**Exercise prompt**
Check every line of the data below for the word "with". Copy the ones that have it.

(Beginning of Available data)

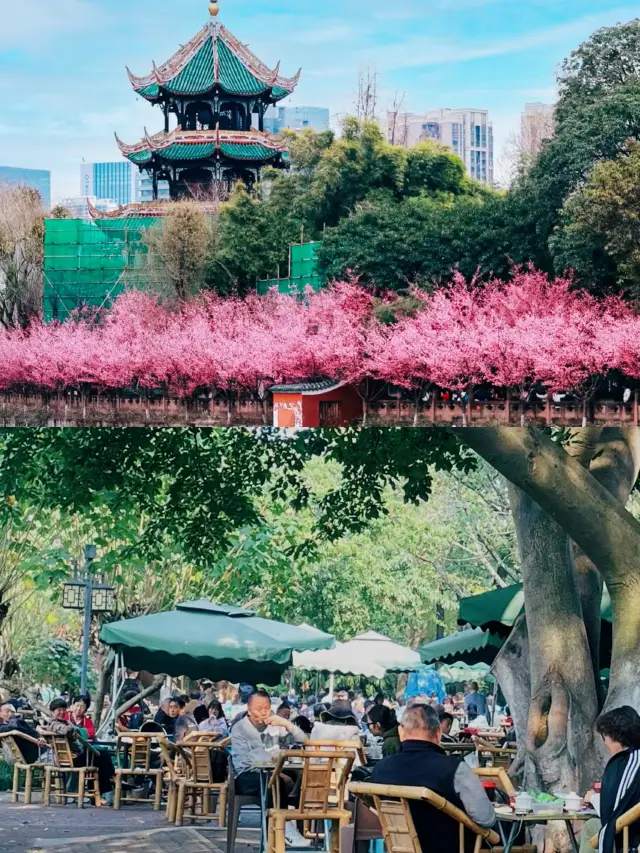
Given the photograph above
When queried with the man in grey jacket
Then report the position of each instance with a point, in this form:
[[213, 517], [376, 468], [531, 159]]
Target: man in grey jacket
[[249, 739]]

(End of Available data)
(Beginning of Available data)

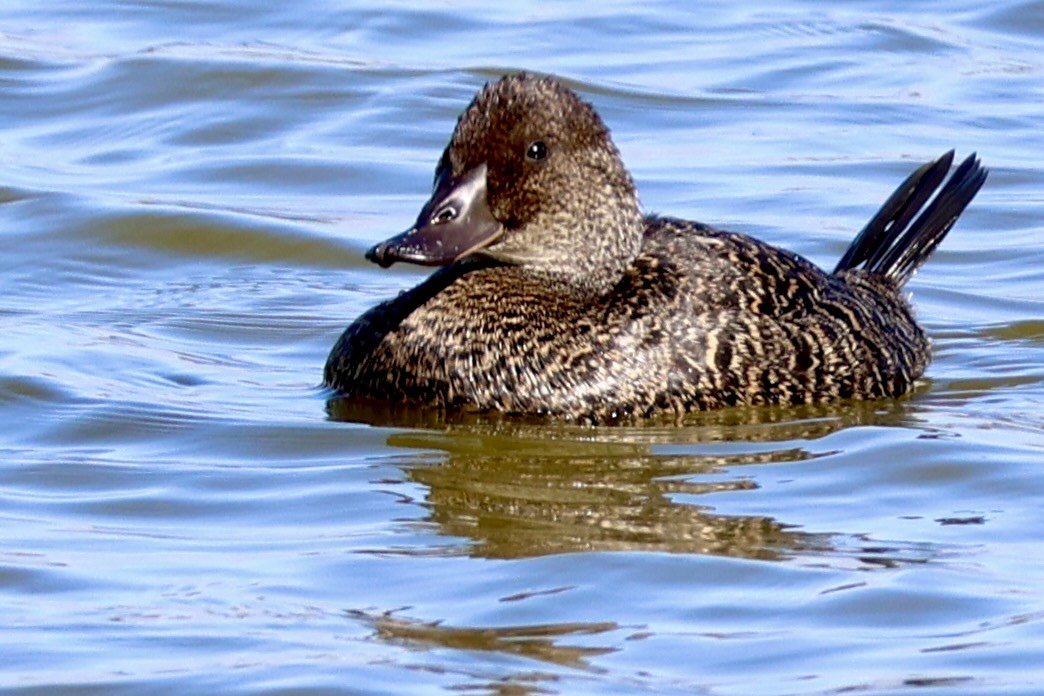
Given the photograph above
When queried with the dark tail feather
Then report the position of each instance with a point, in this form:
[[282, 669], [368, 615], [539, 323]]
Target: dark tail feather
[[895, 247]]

(End of Available data)
(Beginning of Available data)

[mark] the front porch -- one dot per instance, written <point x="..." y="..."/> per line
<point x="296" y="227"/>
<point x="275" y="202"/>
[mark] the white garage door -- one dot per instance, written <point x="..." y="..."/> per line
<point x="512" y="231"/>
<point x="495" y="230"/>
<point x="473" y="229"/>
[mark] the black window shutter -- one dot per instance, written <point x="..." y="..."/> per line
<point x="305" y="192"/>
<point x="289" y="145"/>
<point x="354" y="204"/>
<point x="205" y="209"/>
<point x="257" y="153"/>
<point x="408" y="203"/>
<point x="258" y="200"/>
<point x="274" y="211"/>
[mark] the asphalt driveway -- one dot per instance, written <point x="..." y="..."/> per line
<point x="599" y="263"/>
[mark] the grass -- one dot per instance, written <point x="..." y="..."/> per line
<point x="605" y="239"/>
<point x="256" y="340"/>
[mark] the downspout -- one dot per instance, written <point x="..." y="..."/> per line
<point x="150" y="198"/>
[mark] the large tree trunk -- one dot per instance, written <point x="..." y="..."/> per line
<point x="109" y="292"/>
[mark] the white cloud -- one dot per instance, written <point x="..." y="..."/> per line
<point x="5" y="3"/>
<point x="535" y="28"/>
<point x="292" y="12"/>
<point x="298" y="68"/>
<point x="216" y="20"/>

(End of Available data)

**Answer to the problem**
When queried with the man in grey jacket
Then report the position of each instance with a point, in this form:
When queried with the dark tail feather
Then report the position of each instance with a point, in this form:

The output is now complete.